Given request =
Reproduce every line of the material below word for word, leaving out the pictures.

**** Information given

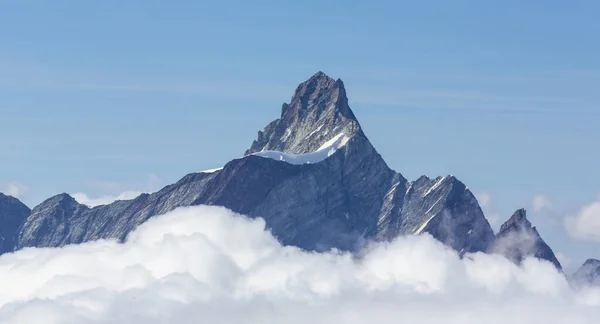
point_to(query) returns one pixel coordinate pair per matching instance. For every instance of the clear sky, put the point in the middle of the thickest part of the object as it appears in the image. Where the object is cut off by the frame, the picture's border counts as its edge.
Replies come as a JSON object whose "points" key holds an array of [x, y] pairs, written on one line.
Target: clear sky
{"points": [[103, 97]]}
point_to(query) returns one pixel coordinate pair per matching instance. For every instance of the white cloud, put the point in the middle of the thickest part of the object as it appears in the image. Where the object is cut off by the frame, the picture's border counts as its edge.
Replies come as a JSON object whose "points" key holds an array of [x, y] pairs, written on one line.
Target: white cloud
{"points": [[206, 264], [585, 225], [540, 203], [83, 198], [565, 260], [15, 189]]}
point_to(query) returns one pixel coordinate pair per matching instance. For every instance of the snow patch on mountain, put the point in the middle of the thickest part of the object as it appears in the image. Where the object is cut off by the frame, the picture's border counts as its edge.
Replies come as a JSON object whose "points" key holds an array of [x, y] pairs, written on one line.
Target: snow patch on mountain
{"points": [[326, 150]]}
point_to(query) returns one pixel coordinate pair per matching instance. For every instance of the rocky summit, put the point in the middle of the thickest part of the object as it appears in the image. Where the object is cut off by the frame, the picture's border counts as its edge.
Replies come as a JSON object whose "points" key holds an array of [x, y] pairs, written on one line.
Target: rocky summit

********

Written answer =
point_to(query) returns one pixel coordinate pair per matching instance. For every instance of the clear sky, put the point in the middle of the thickest part of the object as it appears in the image. Where the object is cut off by the frame, the picture's border counts as its edge.
Replies come as a JSON object whose "points" key holds an array of [x, y] pairs, written on one line.
Target: clear sky
{"points": [[103, 97]]}
point_to(query) returns one pixel coordinate pair per matching instance. For every instance of the white cloud, put the point in the middle of the thickest part of the object as it appears in the image. Where the object is cut off by the frame, the picture's border counts as its edge.
Replies come as a JSON object whose "points" key holds an array of [x, y] pairs, written on one line.
Target: white cloud
{"points": [[206, 264], [585, 225], [540, 203], [83, 198], [565, 260], [15, 189]]}
point_to(query) returns one pixel coordinate pair per matching instance. For every instance of the snow patch on mountain, put the point in the middle of the thickest part of the object as it appears in the image. Where the object is cut off by the frame, the picture's border counts as its edge.
Replies come as a JSON object whose "points" key holds an array of [x, y] pairs, written on one line.
Target: snow patch on mountain
{"points": [[326, 150]]}
point_to(query) returns one pixel coordinate pair per matching instance. For every instance of the rocky summit, put the point in the middle of the thickest part of the object as it appears in the image. Where the object is cut off by the frame, the picture's border counts as its edge.
Replies come as a JSON object whose "points" key holds an array of [x, y] pairs, written on one line.
Target: rocky summit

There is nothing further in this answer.